*引用文:*
<<<<
ホームステイはお勧め? 英語は上達するの?

今回は、ホームステイについて、
私の経験をもとにお話してみたい。
なぜ、この話題を取り上げたかと言えば、
日本の方から質問されたからだ。
質問内容は、「コロナが終息したら、
英語圏でホームステイを考えています。
ホームステイに関して、良いこと、悪いこと
色々耳にしますが、実際、どうですか?
英語は上達しますか?」というものだ。

3年間の大学留学中にしたホームステイは
もともと知り合いの家庭だったので、
今回の話からは外すことにした。
語学学校やホームステイ斡旋業者に
アレンジして貰った短期のホームステイ
について語ってみようと思う。

私が初めてホームステイをしたのは
15歳の時、アメリカ、サンフランシスコ郊外の
アメリカ人宅に1カ月ほど滞在した時。
日本からの語学学習ツアーに参加して、
午前中は英語のクラス、午後は自由で、
ステイ先ファミリーと時間を一緒に過ごす、
といったプログラムだった。

英語のクラスといっても、
同じツアーの参加者が能力別に分かれて、
一緒に勉強するものだったので、
クラス全員が日本人で、
先生だけがアメリカ人だった。
ホームステイ先でも、
2人一緒に受け入れて貰い、
もう一人の日本人と同室だった。
そのため、英語の勉強という点では
あまり良い環境ではなかったと思う。

アメリカ人のファミリーは
以前、日本に2年ほど住んだことがあり、
日本に興味のある人たちなので、
日本から学生を受け入れようと思ったそうだ。
>>>>
*与えられた指示:* ホームステイについての文章に出てくる国や都市の名前を、重なりなくすべて挙げてください。

*提供資料:*
<<<<
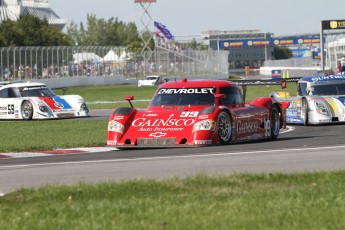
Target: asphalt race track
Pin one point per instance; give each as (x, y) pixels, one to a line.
(310, 148)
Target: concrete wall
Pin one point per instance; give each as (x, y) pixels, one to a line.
(56, 83)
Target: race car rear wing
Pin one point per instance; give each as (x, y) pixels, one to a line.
(277, 81)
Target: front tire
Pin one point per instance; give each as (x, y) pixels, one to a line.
(305, 111)
(224, 128)
(275, 123)
(27, 110)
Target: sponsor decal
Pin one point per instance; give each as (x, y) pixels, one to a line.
(203, 142)
(158, 134)
(150, 115)
(118, 118)
(186, 91)
(177, 122)
(327, 78)
(59, 105)
(267, 125)
(247, 127)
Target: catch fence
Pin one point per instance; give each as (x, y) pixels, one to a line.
(26, 63)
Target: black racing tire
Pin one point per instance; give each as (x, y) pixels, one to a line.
(27, 110)
(305, 110)
(275, 122)
(224, 128)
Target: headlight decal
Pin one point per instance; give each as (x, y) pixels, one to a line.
(204, 125)
(116, 127)
(322, 108)
(334, 108)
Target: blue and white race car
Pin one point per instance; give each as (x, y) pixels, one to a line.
(30, 100)
(320, 100)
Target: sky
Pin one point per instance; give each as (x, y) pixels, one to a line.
(191, 17)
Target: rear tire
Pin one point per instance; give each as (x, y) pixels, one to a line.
(224, 128)
(275, 123)
(27, 110)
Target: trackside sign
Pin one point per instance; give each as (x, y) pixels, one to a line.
(333, 24)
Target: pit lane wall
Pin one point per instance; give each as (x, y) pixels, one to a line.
(66, 82)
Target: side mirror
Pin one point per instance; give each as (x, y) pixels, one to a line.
(129, 99)
(218, 97)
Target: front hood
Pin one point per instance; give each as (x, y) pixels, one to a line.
(56, 103)
(155, 128)
(340, 99)
(162, 124)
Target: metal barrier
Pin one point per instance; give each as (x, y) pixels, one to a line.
(26, 63)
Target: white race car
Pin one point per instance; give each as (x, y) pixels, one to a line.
(320, 100)
(36, 101)
(151, 80)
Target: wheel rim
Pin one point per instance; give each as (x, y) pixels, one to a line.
(27, 109)
(224, 128)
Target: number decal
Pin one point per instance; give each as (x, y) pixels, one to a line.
(189, 114)
(10, 109)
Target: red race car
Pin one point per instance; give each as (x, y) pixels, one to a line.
(195, 113)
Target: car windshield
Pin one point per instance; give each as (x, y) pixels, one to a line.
(37, 91)
(183, 97)
(331, 89)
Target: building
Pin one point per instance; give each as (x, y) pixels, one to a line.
(12, 9)
(246, 47)
(253, 47)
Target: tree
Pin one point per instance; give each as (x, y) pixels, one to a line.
(282, 53)
(101, 32)
(30, 30)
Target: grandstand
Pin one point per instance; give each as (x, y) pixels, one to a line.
(12, 9)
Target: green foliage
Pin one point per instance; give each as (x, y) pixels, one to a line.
(282, 52)
(29, 30)
(101, 32)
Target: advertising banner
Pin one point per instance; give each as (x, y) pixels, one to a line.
(333, 24)
(144, 1)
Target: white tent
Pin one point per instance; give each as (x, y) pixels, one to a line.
(81, 57)
(111, 56)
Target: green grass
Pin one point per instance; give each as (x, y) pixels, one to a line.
(264, 201)
(51, 134)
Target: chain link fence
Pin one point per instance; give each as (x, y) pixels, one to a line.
(27, 63)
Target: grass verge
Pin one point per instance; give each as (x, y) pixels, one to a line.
(269, 201)
(51, 134)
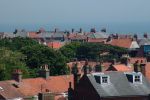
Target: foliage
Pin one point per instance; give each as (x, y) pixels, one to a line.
(17, 43)
(39, 55)
(92, 51)
(9, 61)
(69, 50)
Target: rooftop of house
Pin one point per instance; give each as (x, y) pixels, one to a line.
(120, 85)
(120, 68)
(55, 44)
(125, 43)
(6, 91)
(98, 35)
(33, 86)
(144, 41)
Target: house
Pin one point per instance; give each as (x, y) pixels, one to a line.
(111, 86)
(120, 68)
(92, 64)
(54, 87)
(6, 92)
(55, 44)
(144, 44)
(125, 43)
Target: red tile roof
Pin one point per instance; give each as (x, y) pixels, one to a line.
(133, 60)
(96, 40)
(125, 43)
(33, 35)
(33, 86)
(147, 71)
(120, 68)
(8, 91)
(55, 45)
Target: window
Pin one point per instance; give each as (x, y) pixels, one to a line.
(137, 78)
(101, 78)
(104, 79)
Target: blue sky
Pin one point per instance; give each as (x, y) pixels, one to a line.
(31, 14)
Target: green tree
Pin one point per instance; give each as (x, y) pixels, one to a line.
(39, 55)
(9, 61)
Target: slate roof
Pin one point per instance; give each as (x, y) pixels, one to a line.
(125, 43)
(6, 91)
(33, 86)
(120, 86)
(144, 41)
(120, 68)
(98, 35)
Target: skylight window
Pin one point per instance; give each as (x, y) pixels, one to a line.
(102, 78)
(137, 78)
(105, 79)
(134, 77)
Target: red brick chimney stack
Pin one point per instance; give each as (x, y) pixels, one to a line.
(17, 75)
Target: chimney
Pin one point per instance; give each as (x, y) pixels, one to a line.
(136, 66)
(81, 30)
(44, 71)
(56, 30)
(113, 61)
(76, 75)
(17, 75)
(98, 67)
(126, 61)
(103, 30)
(70, 92)
(135, 37)
(72, 30)
(145, 35)
(93, 30)
(142, 68)
(86, 68)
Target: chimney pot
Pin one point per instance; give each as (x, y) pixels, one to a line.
(17, 75)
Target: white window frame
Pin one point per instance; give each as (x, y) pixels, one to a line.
(134, 78)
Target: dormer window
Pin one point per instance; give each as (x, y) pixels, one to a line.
(102, 78)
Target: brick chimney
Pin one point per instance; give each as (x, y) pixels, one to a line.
(145, 35)
(76, 74)
(44, 71)
(17, 75)
(136, 66)
(113, 61)
(72, 30)
(142, 68)
(86, 68)
(81, 30)
(98, 67)
(125, 60)
(135, 37)
(70, 92)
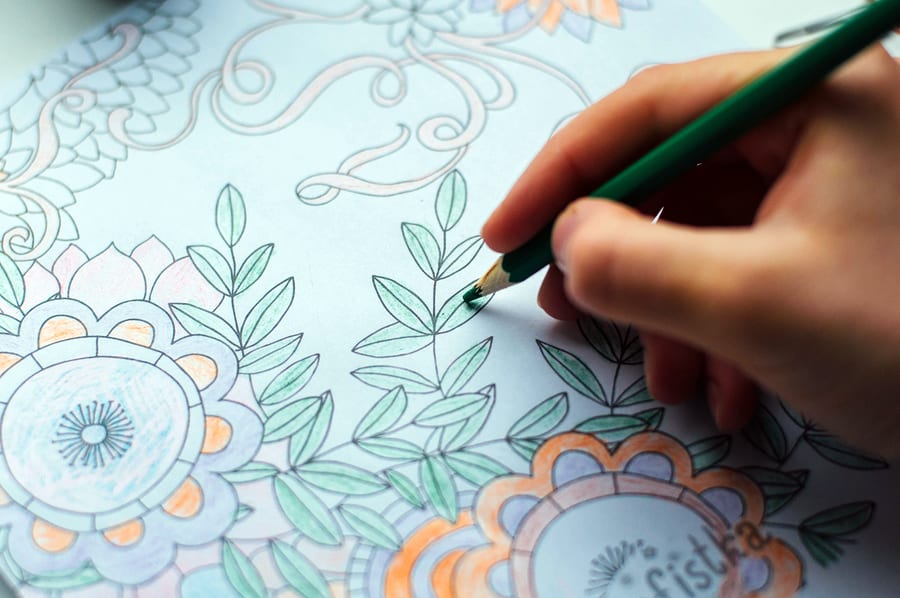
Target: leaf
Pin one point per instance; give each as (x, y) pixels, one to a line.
(298, 571)
(612, 428)
(267, 313)
(541, 418)
(213, 266)
(464, 367)
(406, 488)
(634, 394)
(450, 202)
(619, 344)
(255, 470)
(832, 449)
(455, 311)
(653, 417)
(475, 467)
(391, 448)
(197, 320)
(290, 418)
(383, 414)
(765, 433)
(290, 381)
(393, 340)
(709, 451)
(451, 410)
(406, 307)
(241, 573)
(340, 477)
(455, 436)
(306, 511)
(840, 521)
(305, 442)
(371, 526)
(458, 258)
(270, 356)
(573, 372)
(387, 377)
(423, 247)
(12, 285)
(252, 268)
(230, 215)
(778, 487)
(439, 487)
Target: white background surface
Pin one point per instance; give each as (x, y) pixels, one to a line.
(32, 30)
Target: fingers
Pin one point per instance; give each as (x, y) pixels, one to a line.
(610, 134)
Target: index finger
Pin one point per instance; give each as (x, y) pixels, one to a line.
(610, 134)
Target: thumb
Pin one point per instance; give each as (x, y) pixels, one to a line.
(710, 288)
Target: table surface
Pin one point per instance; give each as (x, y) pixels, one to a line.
(32, 30)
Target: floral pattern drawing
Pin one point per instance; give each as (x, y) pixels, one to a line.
(251, 389)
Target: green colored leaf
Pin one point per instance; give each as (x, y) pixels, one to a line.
(307, 441)
(255, 470)
(406, 488)
(306, 511)
(709, 451)
(298, 571)
(270, 356)
(840, 521)
(340, 477)
(439, 487)
(451, 410)
(371, 526)
(778, 487)
(573, 372)
(213, 266)
(634, 394)
(387, 377)
(231, 215)
(393, 340)
(197, 320)
(612, 428)
(458, 258)
(475, 467)
(765, 433)
(290, 418)
(455, 312)
(423, 247)
(617, 343)
(8, 324)
(541, 418)
(391, 448)
(267, 313)
(464, 367)
(241, 573)
(403, 304)
(12, 285)
(457, 435)
(252, 268)
(290, 381)
(383, 414)
(832, 449)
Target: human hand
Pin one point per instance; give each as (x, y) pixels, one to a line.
(780, 260)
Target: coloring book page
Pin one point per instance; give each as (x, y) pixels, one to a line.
(234, 358)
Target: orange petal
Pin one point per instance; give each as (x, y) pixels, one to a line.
(186, 501)
(60, 328)
(134, 331)
(50, 538)
(200, 368)
(218, 434)
(125, 534)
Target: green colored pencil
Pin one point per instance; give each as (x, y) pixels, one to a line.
(710, 132)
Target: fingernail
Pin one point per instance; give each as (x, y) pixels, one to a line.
(562, 231)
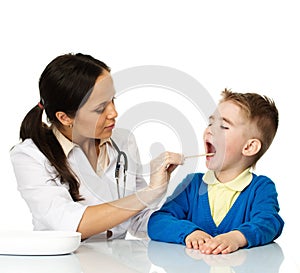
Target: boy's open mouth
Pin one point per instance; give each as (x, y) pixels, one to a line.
(210, 149)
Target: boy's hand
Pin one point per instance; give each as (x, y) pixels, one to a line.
(224, 243)
(196, 239)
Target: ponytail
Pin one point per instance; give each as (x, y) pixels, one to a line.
(41, 134)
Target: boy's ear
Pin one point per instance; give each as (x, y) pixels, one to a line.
(252, 147)
(64, 118)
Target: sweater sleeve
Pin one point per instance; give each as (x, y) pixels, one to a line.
(169, 224)
(265, 224)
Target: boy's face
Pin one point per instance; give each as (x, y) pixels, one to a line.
(226, 136)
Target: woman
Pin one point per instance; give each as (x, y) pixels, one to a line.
(66, 171)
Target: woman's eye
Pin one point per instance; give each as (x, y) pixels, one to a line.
(224, 127)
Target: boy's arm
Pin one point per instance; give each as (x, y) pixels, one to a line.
(169, 224)
(265, 224)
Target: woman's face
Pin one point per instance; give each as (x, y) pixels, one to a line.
(96, 118)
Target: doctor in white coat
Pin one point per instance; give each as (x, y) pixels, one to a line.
(66, 169)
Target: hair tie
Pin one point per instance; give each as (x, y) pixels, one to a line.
(41, 106)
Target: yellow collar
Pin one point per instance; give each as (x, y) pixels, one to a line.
(237, 184)
(68, 145)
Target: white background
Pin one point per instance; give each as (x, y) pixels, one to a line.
(243, 45)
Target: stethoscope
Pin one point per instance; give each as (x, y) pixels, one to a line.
(118, 166)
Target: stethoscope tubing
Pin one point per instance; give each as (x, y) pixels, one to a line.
(118, 166)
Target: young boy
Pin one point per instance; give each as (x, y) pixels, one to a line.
(228, 207)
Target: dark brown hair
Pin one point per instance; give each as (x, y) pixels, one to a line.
(64, 85)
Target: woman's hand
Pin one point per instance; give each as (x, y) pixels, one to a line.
(161, 169)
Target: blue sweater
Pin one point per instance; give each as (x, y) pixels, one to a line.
(254, 213)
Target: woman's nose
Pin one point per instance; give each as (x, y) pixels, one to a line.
(111, 111)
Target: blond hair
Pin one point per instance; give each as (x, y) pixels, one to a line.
(260, 110)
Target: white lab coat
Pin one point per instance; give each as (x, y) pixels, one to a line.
(49, 200)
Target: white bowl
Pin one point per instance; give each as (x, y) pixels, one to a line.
(38, 242)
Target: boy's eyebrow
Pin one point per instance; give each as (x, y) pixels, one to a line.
(212, 118)
(227, 121)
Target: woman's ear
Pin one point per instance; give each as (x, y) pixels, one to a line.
(64, 119)
(252, 147)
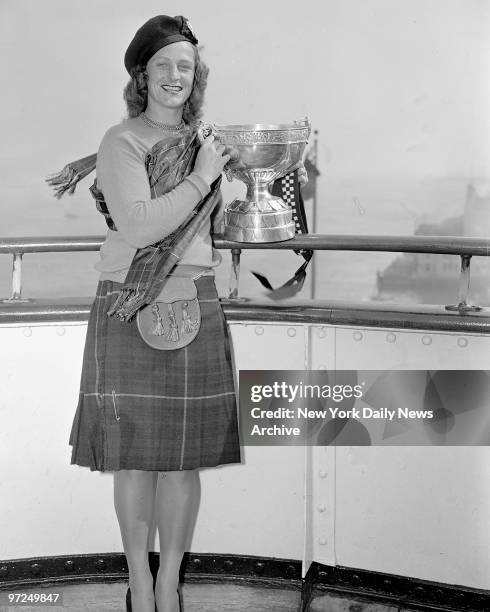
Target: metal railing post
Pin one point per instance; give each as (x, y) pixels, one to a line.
(464, 288)
(16, 280)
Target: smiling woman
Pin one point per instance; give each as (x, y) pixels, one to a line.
(158, 402)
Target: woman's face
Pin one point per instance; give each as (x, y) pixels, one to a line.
(171, 75)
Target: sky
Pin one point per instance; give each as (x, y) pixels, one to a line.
(394, 87)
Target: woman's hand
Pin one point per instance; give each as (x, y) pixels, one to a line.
(211, 159)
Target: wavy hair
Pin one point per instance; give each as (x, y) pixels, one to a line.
(136, 92)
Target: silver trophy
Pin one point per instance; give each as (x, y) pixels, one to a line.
(265, 152)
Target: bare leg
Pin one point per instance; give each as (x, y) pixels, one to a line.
(177, 503)
(134, 501)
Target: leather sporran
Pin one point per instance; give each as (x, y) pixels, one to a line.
(173, 319)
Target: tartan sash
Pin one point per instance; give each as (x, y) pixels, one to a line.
(167, 164)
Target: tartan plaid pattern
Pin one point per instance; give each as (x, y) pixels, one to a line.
(146, 409)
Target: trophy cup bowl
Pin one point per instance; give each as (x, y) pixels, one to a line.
(266, 152)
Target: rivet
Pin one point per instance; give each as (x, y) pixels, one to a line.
(290, 571)
(259, 567)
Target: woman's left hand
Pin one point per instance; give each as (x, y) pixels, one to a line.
(302, 173)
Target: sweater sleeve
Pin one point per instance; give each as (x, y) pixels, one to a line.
(122, 178)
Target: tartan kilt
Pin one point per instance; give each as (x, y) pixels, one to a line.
(142, 408)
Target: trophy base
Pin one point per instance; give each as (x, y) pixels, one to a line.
(255, 226)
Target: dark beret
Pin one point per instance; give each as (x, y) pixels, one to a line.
(156, 33)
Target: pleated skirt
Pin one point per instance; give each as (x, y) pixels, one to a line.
(143, 408)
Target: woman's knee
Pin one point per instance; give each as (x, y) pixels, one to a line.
(180, 476)
(135, 477)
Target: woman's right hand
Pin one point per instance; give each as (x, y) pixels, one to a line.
(210, 159)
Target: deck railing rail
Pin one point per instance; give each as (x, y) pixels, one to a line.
(465, 247)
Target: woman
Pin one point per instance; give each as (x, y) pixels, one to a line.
(155, 416)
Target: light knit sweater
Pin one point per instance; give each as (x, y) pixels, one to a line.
(140, 220)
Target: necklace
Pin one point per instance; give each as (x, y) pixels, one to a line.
(162, 126)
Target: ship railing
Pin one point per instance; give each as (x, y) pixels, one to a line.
(464, 247)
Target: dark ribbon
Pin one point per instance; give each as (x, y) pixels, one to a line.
(288, 188)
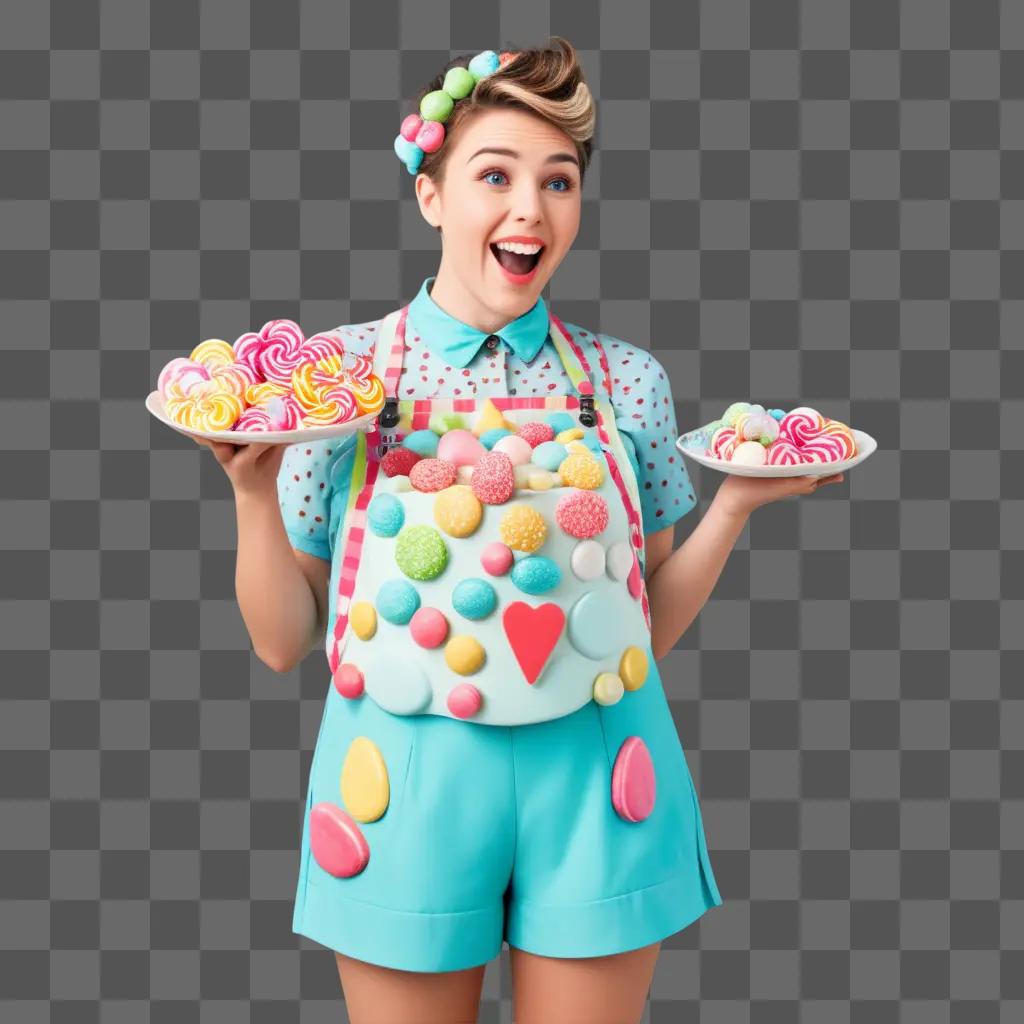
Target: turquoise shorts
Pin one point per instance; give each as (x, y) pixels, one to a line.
(507, 833)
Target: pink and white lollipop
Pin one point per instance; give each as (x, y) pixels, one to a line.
(824, 448)
(801, 425)
(183, 372)
(783, 453)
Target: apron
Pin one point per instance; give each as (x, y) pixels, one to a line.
(526, 639)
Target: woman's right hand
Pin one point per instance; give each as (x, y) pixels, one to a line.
(251, 468)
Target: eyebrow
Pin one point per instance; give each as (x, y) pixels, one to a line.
(555, 158)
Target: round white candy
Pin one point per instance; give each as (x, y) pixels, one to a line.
(620, 560)
(587, 559)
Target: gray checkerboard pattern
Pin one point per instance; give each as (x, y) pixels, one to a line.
(816, 202)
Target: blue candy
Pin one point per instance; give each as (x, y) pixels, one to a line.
(422, 442)
(550, 455)
(536, 574)
(397, 601)
(385, 515)
(561, 421)
(409, 153)
(474, 598)
(489, 437)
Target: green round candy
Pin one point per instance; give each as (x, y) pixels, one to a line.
(420, 552)
(459, 82)
(436, 105)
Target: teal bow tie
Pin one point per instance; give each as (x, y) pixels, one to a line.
(457, 342)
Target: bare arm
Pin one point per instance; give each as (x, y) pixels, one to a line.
(273, 582)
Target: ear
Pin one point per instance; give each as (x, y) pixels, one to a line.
(429, 199)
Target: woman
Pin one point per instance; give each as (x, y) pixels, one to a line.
(491, 830)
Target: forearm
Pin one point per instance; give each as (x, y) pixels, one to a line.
(274, 596)
(682, 584)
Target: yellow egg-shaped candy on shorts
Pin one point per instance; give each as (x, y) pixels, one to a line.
(364, 620)
(464, 654)
(633, 668)
(365, 786)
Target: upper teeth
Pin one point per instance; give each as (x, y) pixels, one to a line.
(519, 247)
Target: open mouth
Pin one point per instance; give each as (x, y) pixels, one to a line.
(516, 263)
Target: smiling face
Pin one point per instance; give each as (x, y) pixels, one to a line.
(529, 193)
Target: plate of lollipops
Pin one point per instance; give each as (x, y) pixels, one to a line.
(750, 440)
(273, 386)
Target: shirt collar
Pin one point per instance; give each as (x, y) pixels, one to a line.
(457, 342)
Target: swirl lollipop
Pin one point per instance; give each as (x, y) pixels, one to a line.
(845, 435)
(783, 453)
(183, 372)
(278, 413)
(801, 425)
(323, 392)
(206, 406)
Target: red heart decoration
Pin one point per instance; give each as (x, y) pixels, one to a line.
(532, 634)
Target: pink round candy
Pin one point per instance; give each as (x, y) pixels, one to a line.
(497, 558)
(461, 448)
(410, 126)
(348, 680)
(633, 783)
(428, 627)
(337, 842)
(465, 700)
(430, 136)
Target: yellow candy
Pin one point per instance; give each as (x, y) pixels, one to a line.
(607, 688)
(364, 620)
(582, 471)
(522, 527)
(206, 406)
(464, 654)
(260, 394)
(489, 419)
(365, 787)
(457, 510)
(633, 668)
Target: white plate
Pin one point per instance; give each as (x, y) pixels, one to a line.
(865, 445)
(155, 403)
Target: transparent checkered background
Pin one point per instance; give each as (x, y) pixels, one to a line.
(816, 203)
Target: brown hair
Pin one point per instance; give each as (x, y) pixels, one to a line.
(545, 81)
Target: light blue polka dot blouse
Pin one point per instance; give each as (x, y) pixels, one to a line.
(313, 481)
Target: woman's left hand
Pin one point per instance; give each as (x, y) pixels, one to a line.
(741, 495)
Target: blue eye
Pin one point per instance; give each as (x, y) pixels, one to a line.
(565, 181)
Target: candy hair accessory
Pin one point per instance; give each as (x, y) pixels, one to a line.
(422, 133)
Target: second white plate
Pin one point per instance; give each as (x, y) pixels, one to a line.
(865, 445)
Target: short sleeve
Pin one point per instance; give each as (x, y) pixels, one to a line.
(645, 416)
(313, 479)
(306, 484)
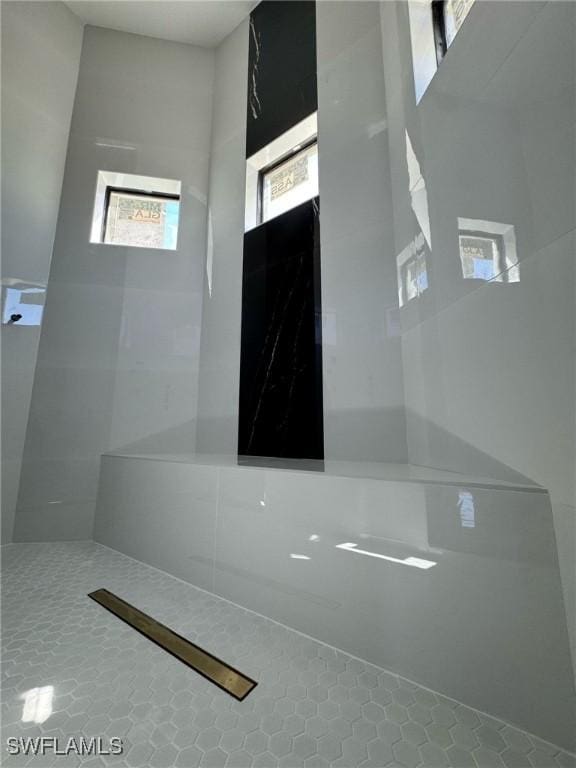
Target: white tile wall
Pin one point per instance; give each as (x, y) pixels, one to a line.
(41, 45)
(119, 352)
(485, 623)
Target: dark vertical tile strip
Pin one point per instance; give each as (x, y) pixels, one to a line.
(282, 81)
(280, 409)
(281, 358)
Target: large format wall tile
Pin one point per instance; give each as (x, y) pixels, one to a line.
(452, 585)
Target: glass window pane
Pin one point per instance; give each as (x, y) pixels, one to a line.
(292, 182)
(145, 221)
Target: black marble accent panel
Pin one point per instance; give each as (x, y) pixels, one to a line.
(282, 81)
(281, 344)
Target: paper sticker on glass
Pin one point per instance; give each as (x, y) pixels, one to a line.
(146, 221)
(290, 183)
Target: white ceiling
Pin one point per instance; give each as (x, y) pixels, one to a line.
(199, 22)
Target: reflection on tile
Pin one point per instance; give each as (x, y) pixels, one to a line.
(425, 576)
(80, 672)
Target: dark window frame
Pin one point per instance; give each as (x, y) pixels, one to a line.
(263, 172)
(500, 243)
(110, 190)
(438, 10)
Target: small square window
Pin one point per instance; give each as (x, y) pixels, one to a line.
(290, 182)
(283, 174)
(137, 211)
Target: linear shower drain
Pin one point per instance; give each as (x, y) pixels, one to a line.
(218, 672)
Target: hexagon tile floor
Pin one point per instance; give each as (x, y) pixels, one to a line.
(71, 668)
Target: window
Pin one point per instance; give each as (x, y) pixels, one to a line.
(137, 211)
(290, 182)
(488, 251)
(147, 221)
(481, 255)
(283, 174)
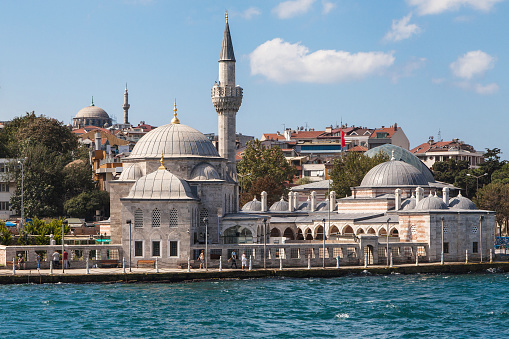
>>>>
*完成した回答:* 日本、アメリカ、サンフランシスコ